Required actions:
A. In the vaccine manufacturing article, why is the Bristol production technology well suited to making vaccines in Vietnam?
B. According to the vaccine manufacturing article, in what year was the Future Vaccine Manufacturing Research Hub first set up?
C. Write a continuation of the article on vaccine manufacturing funding, beginning after its last sentence.

Text shown:

⁂

£10.5 million investment to revolutionise future vaccine manufacture
3 November 2023
A new collaborative initiative between UK universities and countries worldwide to share cutting-edge vaccine technology to prevent future global outbreaks of infectious diseases has been awarded £10.5 million from the Department of Health & Social Care (DHSC) and the Engineering and Physical Sciences Research Council (EPSRC).
The funding will support the Future Vaccine Manufacturing Research Hub (FVMR Hub), set up originally in 2017 by Imperial College London with University of Bristol as a partner, to continue operations for a further five years, until 2029.
As part of this partnership, world-leading vaccine scientists at Bristol are working with one of Vietnam's major vaccine manufacturers, Vabiotech, to share their expertise in using a powerful recombinant production technology which relies on a synthetic baculovirus used as a production tool. The technology, pioneered at Bristol, is uniquely suited for producing next-generation vaccines in large quantities in insect cells that can be easily cultured at low cost in Vietnam.

⁂

Information provided:

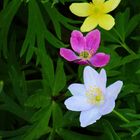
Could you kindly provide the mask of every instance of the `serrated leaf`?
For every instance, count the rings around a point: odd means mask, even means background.
[[[58,129],[57,133],[64,139],[64,140],[93,140],[97,139],[97,137],[90,136],[90,135],[84,135],[81,133],[77,133],[71,130],[66,129]],[[99,136],[100,137],[100,136]]]
[[[53,128],[57,129],[62,126],[63,114],[60,106],[56,102],[53,102],[52,107]]]
[[[37,93],[31,95],[25,102],[25,106],[40,108],[46,107],[50,104],[51,98],[47,97],[45,94],[42,94],[43,91],[38,91]]]
[[[51,116],[52,107],[46,108],[46,111],[42,114],[42,118],[35,122],[24,134],[23,140],[34,140],[39,139],[43,134],[47,134],[51,131],[48,126],[50,116]]]

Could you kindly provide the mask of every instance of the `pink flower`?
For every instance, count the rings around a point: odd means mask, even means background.
[[[100,44],[100,31],[97,29],[89,32],[85,37],[80,31],[74,30],[71,33],[70,44],[75,52],[71,49],[60,49],[60,55],[67,61],[103,67],[110,60],[109,55],[102,52],[96,53]]]

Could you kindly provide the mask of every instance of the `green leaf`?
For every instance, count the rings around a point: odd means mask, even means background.
[[[97,137],[84,135],[81,133],[77,133],[74,131],[66,130],[66,129],[58,129],[57,133],[64,139],[64,140],[93,140]]]
[[[132,134],[132,137],[138,135],[140,133],[140,127]]]
[[[37,50],[37,54],[40,58],[40,63],[42,66],[42,76],[43,76],[43,86],[46,89],[49,86],[53,89],[54,84],[54,66],[52,59],[44,52],[42,49]],[[48,89],[45,91],[47,92]]]
[[[53,86],[53,96],[59,94],[59,92],[64,88],[66,85],[66,75],[63,68],[63,61],[58,59],[56,73],[54,78],[54,86]]]
[[[3,81],[0,81],[0,93],[2,92],[2,89],[3,89]]]
[[[8,32],[9,32],[9,28],[10,25],[12,23],[12,20],[15,16],[15,14],[17,13],[20,5],[21,5],[21,1],[20,0],[12,0],[10,1],[8,4],[5,3],[5,8],[0,12],[0,50],[3,51],[4,56],[7,58],[7,39],[8,39]]]
[[[121,125],[121,127],[135,127],[135,126],[139,126],[140,125],[140,121],[131,121],[130,123],[127,123],[127,124],[123,124]]]
[[[51,103],[51,98],[47,97],[46,94],[42,93],[43,91],[37,91],[35,94],[31,95],[25,102],[25,106],[40,108],[46,107]]]
[[[52,107],[53,128],[57,129],[62,126],[63,114],[60,106],[56,102],[53,102]]]
[[[108,121],[106,121],[106,120],[102,121],[102,125],[104,128],[104,134],[106,136],[106,139],[120,140],[120,137],[117,135],[117,133],[113,129],[112,125]]]
[[[47,134],[51,131],[48,126],[50,116],[51,116],[52,106],[46,108],[42,114],[40,114],[40,119],[27,130],[27,133],[24,134],[23,140],[34,140],[39,139],[40,136]]]

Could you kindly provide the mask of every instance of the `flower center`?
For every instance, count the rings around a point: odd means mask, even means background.
[[[102,91],[97,87],[91,87],[89,90],[87,90],[86,96],[87,101],[90,104],[100,105],[104,102],[104,95]]]
[[[94,17],[100,17],[100,15],[102,15],[104,13],[104,5],[103,3],[97,3],[97,4],[94,4],[94,3],[90,3],[91,6],[90,6],[90,13],[91,15],[94,15]]]
[[[79,56],[80,56],[82,59],[87,60],[87,59],[89,59],[89,58],[91,57],[91,54],[90,54],[88,51],[83,51],[83,52],[80,53]]]

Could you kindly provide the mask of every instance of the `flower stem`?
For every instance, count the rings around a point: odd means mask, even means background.
[[[119,118],[121,118],[124,122],[126,122],[126,123],[130,122],[128,119],[126,119],[122,114],[120,114],[116,110],[113,110],[113,113],[116,114]]]

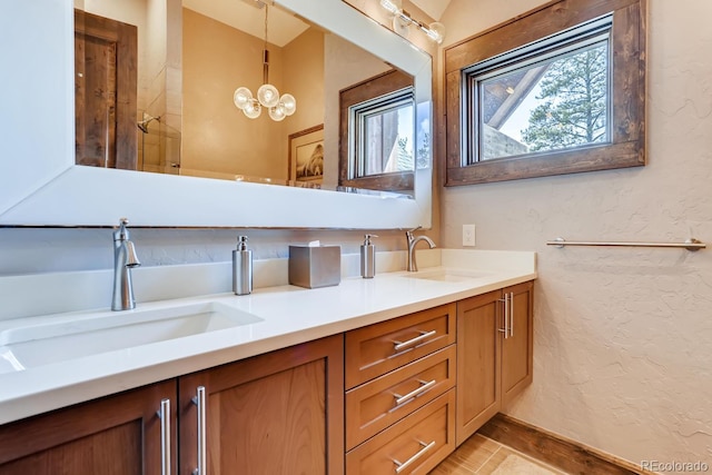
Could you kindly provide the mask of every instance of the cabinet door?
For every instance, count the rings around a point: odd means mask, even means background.
[[[504,289],[510,295],[507,338],[502,339],[502,406],[506,406],[533,379],[534,284]]]
[[[457,445],[500,410],[500,290],[457,303]]]
[[[180,377],[178,390],[181,474],[198,467],[198,453],[214,475],[344,472],[340,335]]]
[[[0,427],[0,473],[159,475],[161,399],[172,402],[172,423],[175,379],[6,424]],[[171,454],[175,441],[171,433]]]

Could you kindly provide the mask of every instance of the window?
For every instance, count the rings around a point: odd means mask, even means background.
[[[446,185],[645,164],[641,6],[616,6],[550,3],[445,51]]]
[[[349,178],[413,171],[413,89],[348,108]]]
[[[413,79],[389,71],[339,96],[339,185],[412,190],[417,157]]]

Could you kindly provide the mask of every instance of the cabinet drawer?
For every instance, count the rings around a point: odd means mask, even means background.
[[[346,454],[346,474],[426,474],[455,449],[455,389]]]
[[[455,345],[451,345],[346,393],[346,448],[453,388],[455,358]]]
[[[448,304],[346,334],[346,388],[455,343],[456,305]]]

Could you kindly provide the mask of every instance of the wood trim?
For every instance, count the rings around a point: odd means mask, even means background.
[[[558,0],[501,23],[445,50],[445,186],[576,174],[645,165],[647,0]],[[612,144],[464,165],[462,69],[556,31],[613,12]]]
[[[413,86],[413,78],[393,69],[339,91],[338,185],[384,191],[413,190],[412,171],[376,175],[362,178],[348,177],[348,108],[398,89]]]
[[[653,474],[631,462],[501,413],[477,433],[571,474]]]

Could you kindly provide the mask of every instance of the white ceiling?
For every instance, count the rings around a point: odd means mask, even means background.
[[[451,0],[411,0],[432,19],[439,21]]]
[[[309,0],[316,1],[316,0]],[[368,0],[377,2],[378,0]],[[451,0],[411,0],[428,17],[439,20]],[[182,6],[257,38],[265,36],[265,9],[260,0],[182,0]],[[263,6],[263,8],[258,8]],[[308,27],[281,8],[269,8],[267,39],[284,47]]]
[[[263,8],[256,6],[263,4]],[[209,18],[245,31],[265,37],[264,3],[255,0],[182,0],[182,6]],[[309,26],[281,8],[269,7],[267,40],[278,47],[301,34]]]

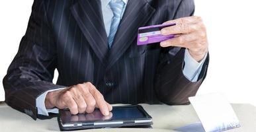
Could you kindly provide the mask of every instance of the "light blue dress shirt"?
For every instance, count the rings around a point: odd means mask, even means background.
[[[105,26],[105,29],[107,32],[107,36],[109,35],[111,26],[111,20],[114,15],[113,13],[108,5],[108,3],[110,0],[101,0],[101,7],[103,15],[104,24]],[[124,9],[122,13],[122,16],[124,15],[124,10],[126,7],[127,3],[128,0],[116,0],[116,1],[122,1],[125,3]],[[189,54],[188,50],[185,50],[185,65],[183,69],[183,74],[187,79],[191,82],[196,82],[198,78],[199,74],[202,70],[202,64],[204,63],[207,54],[205,55],[204,58],[200,62],[195,61]],[[46,109],[44,100],[46,96],[47,93],[49,92],[58,90],[61,89],[64,89],[65,88],[54,89],[52,90],[48,90],[36,98],[36,107],[38,108],[38,114],[48,116],[48,113],[58,113],[58,110],[57,108],[54,109]]]

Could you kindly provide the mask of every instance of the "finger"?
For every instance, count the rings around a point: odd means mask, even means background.
[[[77,121],[79,120],[79,117],[77,115],[73,115],[70,117],[70,121]]]
[[[199,30],[200,24],[178,23],[175,26],[168,26],[161,30],[162,35],[189,34],[191,32]]]
[[[91,113],[93,112],[94,109],[95,108],[96,105],[96,101],[93,95],[90,93],[89,89],[89,86],[91,84],[89,83],[87,84],[77,84],[77,87],[81,91],[81,93],[83,93],[83,97],[86,102],[87,108],[86,108],[86,112],[87,113]]]
[[[74,97],[73,98],[77,105],[78,113],[79,114],[84,113],[87,109],[87,104],[85,102],[85,100],[83,99],[83,96],[79,95],[78,97]]]
[[[106,104],[107,104],[107,106],[108,106],[108,111],[109,112],[112,111],[112,106],[107,102],[106,102]]]
[[[75,101],[74,100],[74,99],[73,98],[73,96],[70,93],[70,92],[66,91],[64,94],[62,98],[64,98],[63,100],[65,102],[65,106],[67,106],[67,107],[69,109],[70,112],[73,115],[77,114],[78,113],[77,105]]]
[[[198,34],[193,32],[189,34],[183,34],[178,37],[167,40],[160,43],[161,47],[177,46],[187,48],[185,44],[198,40]]]
[[[181,22],[186,22],[186,23],[189,23],[189,24],[196,24],[199,21],[202,21],[201,17],[198,16],[192,16],[183,17],[183,18],[177,18],[175,20],[169,20],[169,21],[163,22],[163,24],[181,23]]]
[[[101,113],[104,116],[108,116],[109,114],[109,110],[108,106],[105,100],[104,100],[103,96],[101,92],[95,87],[92,86],[90,89],[90,92],[93,96],[94,98],[96,100],[96,104],[99,106]]]
[[[104,117],[103,117],[103,120],[110,119],[112,118],[112,116],[113,116],[113,114],[112,114],[112,112],[109,112],[109,115],[107,116],[104,116]]]

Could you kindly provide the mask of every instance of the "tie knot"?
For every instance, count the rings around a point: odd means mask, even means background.
[[[122,0],[111,0],[108,5],[113,12],[114,16],[121,17],[122,11],[124,6],[124,1]]]

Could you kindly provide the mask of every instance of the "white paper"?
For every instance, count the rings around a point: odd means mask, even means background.
[[[182,132],[204,132],[204,127],[200,122],[189,124],[174,129]]]
[[[189,98],[205,131],[222,131],[240,127],[228,100],[219,93]]]

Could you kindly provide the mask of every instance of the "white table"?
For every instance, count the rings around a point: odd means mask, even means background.
[[[199,121],[191,105],[167,106],[141,104],[152,116],[153,129],[97,129],[76,131],[173,131],[172,129]],[[256,131],[256,107],[250,104],[232,104],[240,121],[241,127],[227,131]],[[57,118],[36,121],[12,109],[5,104],[0,104],[0,131],[59,131]]]

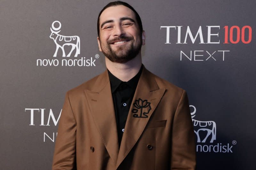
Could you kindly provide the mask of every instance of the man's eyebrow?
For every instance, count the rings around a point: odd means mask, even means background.
[[[129,17],[122,17],[120,18],[120,20],[121,21],[124,21],[124,20],[130,20],[132,22],[135,22],[135,21],[134,20],[134,19],[132,19],[132,18],[131,18]]]
[[[103,23],[101,24],[101,25],[100,26],[100,28],[102,28],[103,26],[104,25],[104,24],[107,24],[107,23],[108,23],[109,22],[114,22],[114,20],[113,19],[111,19],[110,20],[108,20],[107,21],[106,21],[105,22],[103,22]]]
[[[122,17],[120,18],[120,20],[121,21],[124,21],[124,20],[130,20],[130,21],[131,21],[133,22],[135,22],[135,21],[132,19],[132,18],[129,18],[129,17]],[[100,26],[100,28],[102,28],[103,26],[104,25],[104,24],[107,24],[107,23],[109,23],[109,22],[114,22],[114,20],[113,19],[110,19],[109,20],[108,20],[105,21],[103,22],[103,23],[101,24],[101,25]]]

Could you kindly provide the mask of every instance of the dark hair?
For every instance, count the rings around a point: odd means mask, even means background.
[[[135,10],[133,8],[132,8],[132,7],[129,4],[128,4],[126,2],[118,1],[115,1],[110,2],[107,4],[106,6],[104,6],[104,8],[103,8],[103,9],[101,10],[101,11],[100,11],[100,13],[99,14],[99,16],[98,16],[98,19],[97,22],[97,30],[98,32],[98,36],[99,36],[100,35],[100,16],[101,13],[102,13],[104,10],[109,7],[118,5],[124,5],[126,6],[126,7],[129,8],[132,10],[132,11],[134,12],[134,13],[135,13],[135,16],[136,18],[136,20],[137,21],[137,22],[138,22],[138,24],[139,24],[139,27],[140,28],[140,33],[141,34],[142,34],[142,31],[143,31],[143,28],[142,28],[142,27],[141,20],[140,19],[140,15],[139,15],[139,14],[138,14],[138,12],[137,12],[135,11]]]

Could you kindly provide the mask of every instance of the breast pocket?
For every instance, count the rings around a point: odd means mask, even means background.
[[[147,128],[159,128],[165,127],[166,124],[166,120],[153,120],[149,121],[147,126]]]

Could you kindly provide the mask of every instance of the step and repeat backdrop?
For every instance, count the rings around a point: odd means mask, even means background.
[[[51,169],[66,92],[106,69],[97,20],[109,2],[1,1],[1,169]],[[146,67],[187,92],[197,169],[255,169],[255,1],[127,2]]]

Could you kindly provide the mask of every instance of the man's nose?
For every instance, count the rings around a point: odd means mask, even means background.
[[[114,30],[114,36],[120,36],[124,34],[124,29],[121,25],[115,27]]]

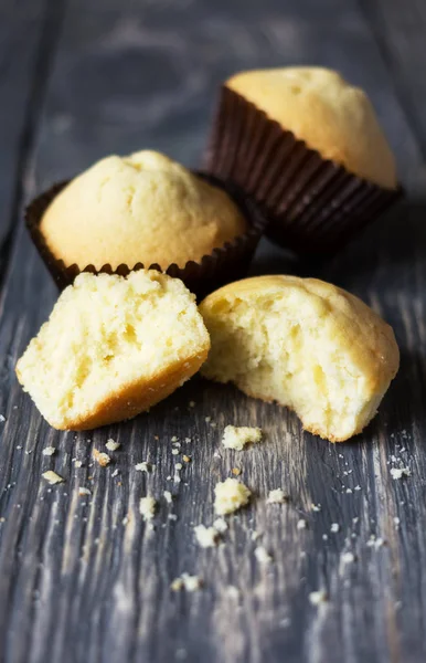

⁂

Written answers:
A. The technology produces next-generation vaccines in large quantities in insect cells, and those cells can be cultured easily and at low cost in Vietnam.

B. 2017.

C.
To mark the funding announcement, and to kick-off Vaccine Hub operations, University of Bristol researchers welcomed representatives from the Vietnamese Ministry of Health, the Vietnamese Embassy in the UK, the CEO and research team of Vabiotech, and leading vaccine scientists and Hub partners from Imperial College London with a reception in the Wills Memorial Building. The visit included a tour of Bristol’s high-tech facilities, including robotics laboratories, the cryogenic electron microscopy facility, and the new biosafety level 3 virology laboratories, all of which were established during the COVID-19 pandemic.
Professor Imre Berger, Director of the Max Planck-Bristol Centre for Minimal Biology at the University of Bristol and the Bristol FVMR Hub lead, said: "Our partner Vabiotech is particularly interested in using the technology we developed in Bristol to produce vaccines to combat rabies and avian flu, both major challenges in Vietnam. We saw just a few years ago how quickly avian flu, which began in Vietnam, developed into a global threat for humans around the world. Together with Vabiotech, we will put cutting-edge technology in place to afford cost-effective protection.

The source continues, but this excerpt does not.